▼
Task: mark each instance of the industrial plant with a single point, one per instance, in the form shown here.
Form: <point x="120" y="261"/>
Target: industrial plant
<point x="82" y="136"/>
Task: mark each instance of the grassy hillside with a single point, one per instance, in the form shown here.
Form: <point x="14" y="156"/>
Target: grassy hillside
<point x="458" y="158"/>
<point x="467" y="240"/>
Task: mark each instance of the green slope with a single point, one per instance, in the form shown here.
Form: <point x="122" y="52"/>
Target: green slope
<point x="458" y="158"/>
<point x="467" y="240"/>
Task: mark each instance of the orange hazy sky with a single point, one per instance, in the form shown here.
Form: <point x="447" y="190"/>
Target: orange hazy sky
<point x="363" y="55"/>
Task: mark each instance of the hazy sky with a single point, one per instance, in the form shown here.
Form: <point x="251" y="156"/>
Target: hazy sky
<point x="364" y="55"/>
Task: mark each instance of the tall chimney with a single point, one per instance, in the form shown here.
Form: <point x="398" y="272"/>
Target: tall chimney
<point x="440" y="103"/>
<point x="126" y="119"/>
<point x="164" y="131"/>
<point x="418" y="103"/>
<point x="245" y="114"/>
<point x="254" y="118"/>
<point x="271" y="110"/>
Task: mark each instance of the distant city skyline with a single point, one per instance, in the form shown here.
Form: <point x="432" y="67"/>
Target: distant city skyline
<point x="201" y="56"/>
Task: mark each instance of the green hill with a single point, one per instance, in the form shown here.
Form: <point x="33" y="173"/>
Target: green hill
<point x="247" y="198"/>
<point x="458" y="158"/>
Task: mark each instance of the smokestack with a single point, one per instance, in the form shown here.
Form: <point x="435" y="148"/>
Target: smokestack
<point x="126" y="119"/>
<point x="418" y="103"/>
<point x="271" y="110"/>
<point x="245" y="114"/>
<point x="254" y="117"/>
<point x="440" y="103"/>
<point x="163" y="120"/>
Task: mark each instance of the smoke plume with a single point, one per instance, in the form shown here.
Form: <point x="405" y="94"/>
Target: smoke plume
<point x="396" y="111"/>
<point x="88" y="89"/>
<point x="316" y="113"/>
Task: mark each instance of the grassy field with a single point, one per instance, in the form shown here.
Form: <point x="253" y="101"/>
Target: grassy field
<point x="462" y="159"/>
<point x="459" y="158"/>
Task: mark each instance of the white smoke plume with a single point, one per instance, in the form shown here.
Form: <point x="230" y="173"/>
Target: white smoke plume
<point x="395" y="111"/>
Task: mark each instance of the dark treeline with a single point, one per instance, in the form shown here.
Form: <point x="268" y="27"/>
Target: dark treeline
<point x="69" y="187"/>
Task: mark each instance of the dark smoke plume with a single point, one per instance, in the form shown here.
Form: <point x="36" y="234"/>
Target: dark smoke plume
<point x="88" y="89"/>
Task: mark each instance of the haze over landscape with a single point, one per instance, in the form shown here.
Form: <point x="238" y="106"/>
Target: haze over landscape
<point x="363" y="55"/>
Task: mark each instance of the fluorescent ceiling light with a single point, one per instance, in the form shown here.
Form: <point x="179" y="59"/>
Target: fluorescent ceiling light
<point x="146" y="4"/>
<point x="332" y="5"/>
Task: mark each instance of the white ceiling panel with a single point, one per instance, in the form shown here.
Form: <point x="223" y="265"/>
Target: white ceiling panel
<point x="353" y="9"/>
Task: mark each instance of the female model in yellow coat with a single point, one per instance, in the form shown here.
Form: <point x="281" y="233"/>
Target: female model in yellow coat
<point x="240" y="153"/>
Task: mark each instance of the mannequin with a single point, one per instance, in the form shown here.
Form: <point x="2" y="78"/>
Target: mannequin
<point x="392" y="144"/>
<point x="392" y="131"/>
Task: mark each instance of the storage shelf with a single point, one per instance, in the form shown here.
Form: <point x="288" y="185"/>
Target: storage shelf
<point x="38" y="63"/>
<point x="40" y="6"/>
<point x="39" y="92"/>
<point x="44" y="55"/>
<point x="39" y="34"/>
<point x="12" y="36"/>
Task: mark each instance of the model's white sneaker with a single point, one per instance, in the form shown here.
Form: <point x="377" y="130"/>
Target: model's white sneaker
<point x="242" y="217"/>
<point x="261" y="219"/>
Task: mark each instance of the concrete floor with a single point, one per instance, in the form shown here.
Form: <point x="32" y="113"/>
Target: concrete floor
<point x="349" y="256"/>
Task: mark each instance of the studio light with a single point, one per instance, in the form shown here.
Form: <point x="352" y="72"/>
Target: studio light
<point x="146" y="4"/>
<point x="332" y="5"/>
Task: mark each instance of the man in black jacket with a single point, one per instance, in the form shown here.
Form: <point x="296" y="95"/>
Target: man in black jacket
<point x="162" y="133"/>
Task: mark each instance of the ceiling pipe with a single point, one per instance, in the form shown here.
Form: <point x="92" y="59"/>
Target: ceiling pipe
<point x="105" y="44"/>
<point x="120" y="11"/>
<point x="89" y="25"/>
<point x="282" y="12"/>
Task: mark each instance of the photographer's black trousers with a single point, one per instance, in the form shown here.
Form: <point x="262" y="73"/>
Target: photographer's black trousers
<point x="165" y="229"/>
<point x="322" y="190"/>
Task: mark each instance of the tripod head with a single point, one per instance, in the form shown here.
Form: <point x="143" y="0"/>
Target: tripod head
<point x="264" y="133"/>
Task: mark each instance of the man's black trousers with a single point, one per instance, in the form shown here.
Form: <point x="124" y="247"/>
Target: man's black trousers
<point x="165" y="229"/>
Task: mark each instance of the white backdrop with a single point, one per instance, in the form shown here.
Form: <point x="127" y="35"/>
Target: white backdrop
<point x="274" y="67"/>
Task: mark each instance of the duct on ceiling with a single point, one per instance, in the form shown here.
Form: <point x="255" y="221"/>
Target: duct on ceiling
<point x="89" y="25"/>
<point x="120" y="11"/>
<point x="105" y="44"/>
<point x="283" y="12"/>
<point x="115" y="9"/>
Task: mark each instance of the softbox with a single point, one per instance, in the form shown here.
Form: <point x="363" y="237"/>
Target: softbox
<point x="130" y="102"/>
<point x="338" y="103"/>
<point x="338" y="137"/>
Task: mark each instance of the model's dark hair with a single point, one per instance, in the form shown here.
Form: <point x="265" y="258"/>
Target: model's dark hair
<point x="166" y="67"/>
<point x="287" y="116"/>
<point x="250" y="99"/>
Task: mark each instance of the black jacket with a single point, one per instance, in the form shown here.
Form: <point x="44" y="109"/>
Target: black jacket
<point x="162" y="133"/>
▲
§ **What you need to do**: Starting at the line that contains "Task: mark each instance of the photographer's", print every line through the end of the listing, word for word. Leave out all the rest.

§ **Response for this exercise**:
Task: mark each instance of the photographer's black trousers with a single point, one per instance, in the form shown here.
Form: <point x="262" y="73"/>
Target: photographer's black trousers
<point x="165" y="229"/>
<point x="322" y="190"/>
Task: mark each instance of the tripod head with a single point, one per instance, in the form shown here.
Form: <point x="143" y="0"/>
Target: tripod head
<point x="264" y="133"/>
Task: mark each instance of the man's black trousers with a single point, one per instance, in the form shown here.
Form: <point x="124" y="247"/>
Target: man's black trousers
<point x="165" y="229"/>
Task: mark each instance of the white backdrop with a single point, one per instance, in the form shown here.
Form: <point x="127" y="35"/>
Target: white backdrop
<point x="274" y="67"/>
Task: mark each instance of the duct on ceiling with a single point, one per instance, in the form shown here.
Form: <point x="255" y="221"/>
Target: duct on ceiling
<point x="89" y="25"/>
<point x="120" y="11"/>
<point x="105" y="44"/>
<point x="283" y="12"/>
<point x="115" y="9"/>
Task: mark each instance of the softbox with a single point, one per instance, in the form shown here.
Form: <point x="363" y="237"/>
Target: softbox
<point x="130" y="102"/>
<point x="338" y="103"/>
<point x="338" y="137"/>
Task: mark each instance of the model's dark hair with a single point, one per instance, in the form shown here.
Form: <point x="265" y="258"/>
Target: model's dark hair
<point x="166" y="67"/>
<point x="287" y="116"/>
<point x="250" y="99"/>
Task: mark each instance of the black jacket with a single point, one per instance, in the form shown here.
Form: <point x="44" y="109"/>
Target: black jacket
<point x="162" y="133"/>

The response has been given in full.